• Dataset entries:
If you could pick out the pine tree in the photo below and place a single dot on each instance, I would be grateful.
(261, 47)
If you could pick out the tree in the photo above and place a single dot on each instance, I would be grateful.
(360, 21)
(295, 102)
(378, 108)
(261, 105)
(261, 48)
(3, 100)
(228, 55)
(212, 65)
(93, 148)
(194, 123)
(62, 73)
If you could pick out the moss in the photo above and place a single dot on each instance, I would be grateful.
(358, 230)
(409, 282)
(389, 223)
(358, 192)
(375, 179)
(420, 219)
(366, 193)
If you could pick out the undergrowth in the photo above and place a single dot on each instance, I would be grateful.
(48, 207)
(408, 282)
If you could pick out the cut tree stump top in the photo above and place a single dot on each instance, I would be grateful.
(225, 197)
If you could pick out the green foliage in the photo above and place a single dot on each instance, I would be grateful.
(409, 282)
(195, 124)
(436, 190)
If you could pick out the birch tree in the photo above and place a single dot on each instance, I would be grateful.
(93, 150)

• Set problem: Copy every entry above word for word, with no changes.

• Completed exercise:
If you could pick out the pine tree in the photo below and place a single dot on each instance, I would be grateful.
(261, 47)
If you could pick out the tree in the photo above and place a single dot on each instance, I would be grateful.
(360, 21)
(295, 102)
(378, 108)
(261, 105)
(261, 48)
(3, 100)
(228, 55)
(212, 65)
(93, 148)
(194, 123)
(62, 73)
If you could pick out the moss in the photo above and place a single dot on each instance, I would be grateful.
(358, 230)
(409, 282)
(389, 223)
(358, 192)
(375, 179)
(420, 219)
(366, 193)
If you could pick out the undergrowth in the photo above and place a single dot on each instance, I would be grateful.
(48, 207)
(408, 282)
If you could pick out the cut tree stump top in the photo above and place a single dot on each instance, I would be grateful.
(225, 197)
If you could pick out the green foliage in the photo above and place a single dot on each instance, I would be grateful.
(409, 282)
(195, 124)
(436, 190)
If you could pick out the birch tree in the photo above and place a single dot on each instance, I would be grateful.
(93, 150)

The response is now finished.